When possible you should use lower voltage higher capacity batteries instead.
In your case, three strings of two six volt batteries each or even better one string of six two volt batteries would be far more reliable.
If you must go with parallel, you would need a bus bar system and carefully cut and assembled connecting wires to keep the resistances in each battery circuit matched.


----------



## smokinbasser

Quite a few people think that only cold temps can kill a lead acid battery. Both of our cars batteries died smack dab in the middle of a Texas summer the same day. What are the odds? The tech they sent out said it's not unheard of.


----------



## J_C

inetdog said:


> Putting batteries in parallel should be avoided as much as possible, since it is difficult to get the charge and discharge currents to split equally among them.
> When possible you should use lower voltage higher capacity batteries instead.
> In your case, three strings of two six volt batteries each



There's no advantage to three strings of two six volt batteries over three strings of double the capacity 12V batteries. Generally it's the opposite, that high capacity 6V batteries are rarer and more costly as a result.



> or even better one string of six two volt batteries would be far more reliable.



No. There is no reliability increase by merely splitting up individual cells into more plastic containers. It just decreases power density (per volume) and increases cost and wiring complexity.



> If you must go with parallel, you would need a bus bar system and carefully cut and assembled connecting wires to keep the resistances in each battery circuit matched.



For matching wire resistance, positive should be taken from one end of the parallel array and negative from the other end. Otherwise, beefy enough wires should be used for their own benefit of reducing losses, which would also mitigate differences in drain rate.

You do not necessarily need to make the charge and discharge currents equal in a parallel array of cells. For example if you had a 10Ah battery in parallel with a 100Ah battery, the 100Ah would be supplying more current but this is fine. As its voltage drops equal to the 10Ah then the 10Ah contributes its share, with them both maintaining an equal voltage and both fully discharging, and equally, both charging at different currents because they should do so, until full charge voltage is reached.

A larger problem is faced when you instead have a series of batteries and one becomes weak, at which point current flowing through it when drained too far begins to destroy it when it would have kept working if it were in parallel instead, only discharging as low as the other batteries in parallel and only charging as high since being parallel makes them stay at close enough to exactly the same voltage.

The main thing to watch out for when connecting batteries (of same chemistry) together in parallel, for the first time, is that no battery has substantially higher charge voltage than the rest, especially higher than another of significantly lower capacity so it doesn't dump a lot of current into the weaker cell immediately upon connection.


----------



## Biggoggs

I'd replace it when it begins to struggle to start the car on a cold morning. Discharging it too often (ie leaving the headlights on overnight, or not driving the vehicle for weeks) kills lead-acid batteries earlier, if you keep them mostly-charged they usually last me around 10 years.

Resting voltage isn't a particularly good health indicator either because old batteries can hold a good voltage but sag under any sort of load. I'd get it checked at a mechanic or an auto electrician, they have expensive testers that prints out a pretty graph with colours.

::::::::

• Directions
Copy out the part of the battery thread that begins at the words "## smokinbasser" and stops after "not unheard of.", and switch "Texas" to "Arizona". The listing has nothing to do with the battery thread.

• Stored items
::::::::

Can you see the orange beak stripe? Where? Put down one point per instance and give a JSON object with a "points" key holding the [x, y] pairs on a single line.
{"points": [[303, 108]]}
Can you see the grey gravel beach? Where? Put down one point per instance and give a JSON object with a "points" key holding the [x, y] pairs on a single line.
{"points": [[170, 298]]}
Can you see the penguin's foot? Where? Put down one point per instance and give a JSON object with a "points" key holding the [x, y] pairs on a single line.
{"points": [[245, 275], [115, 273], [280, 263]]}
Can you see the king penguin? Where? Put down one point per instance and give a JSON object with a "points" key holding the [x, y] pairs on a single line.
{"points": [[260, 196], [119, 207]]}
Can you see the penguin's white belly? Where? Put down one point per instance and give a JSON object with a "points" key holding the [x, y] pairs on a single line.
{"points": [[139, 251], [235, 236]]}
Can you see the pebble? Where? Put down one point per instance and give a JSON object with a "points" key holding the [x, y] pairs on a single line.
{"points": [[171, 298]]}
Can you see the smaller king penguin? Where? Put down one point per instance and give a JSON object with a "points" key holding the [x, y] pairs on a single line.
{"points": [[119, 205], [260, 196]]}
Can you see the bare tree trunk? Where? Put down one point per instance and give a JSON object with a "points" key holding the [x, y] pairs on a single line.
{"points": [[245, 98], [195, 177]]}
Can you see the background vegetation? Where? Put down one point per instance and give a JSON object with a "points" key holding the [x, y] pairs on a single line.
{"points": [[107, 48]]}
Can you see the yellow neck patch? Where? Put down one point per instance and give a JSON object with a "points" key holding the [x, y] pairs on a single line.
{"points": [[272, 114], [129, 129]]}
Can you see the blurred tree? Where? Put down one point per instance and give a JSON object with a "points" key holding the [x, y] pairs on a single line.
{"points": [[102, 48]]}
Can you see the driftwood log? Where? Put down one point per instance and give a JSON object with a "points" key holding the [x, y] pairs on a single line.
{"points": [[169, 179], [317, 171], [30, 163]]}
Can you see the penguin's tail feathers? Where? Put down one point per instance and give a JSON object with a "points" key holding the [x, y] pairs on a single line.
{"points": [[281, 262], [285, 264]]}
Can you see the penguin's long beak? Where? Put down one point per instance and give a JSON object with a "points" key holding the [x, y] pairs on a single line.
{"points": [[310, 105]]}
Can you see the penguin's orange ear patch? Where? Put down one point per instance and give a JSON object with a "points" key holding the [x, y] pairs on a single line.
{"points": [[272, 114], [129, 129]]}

::::::::

• Result
## smokinbasser

Quite a few people think that only cold temps can kill a lead acid battery. Both of our cars batteries died smack dab in the middle of a Arizona summer the same day. What are the odds? The tech they sent out said it's not unheard of.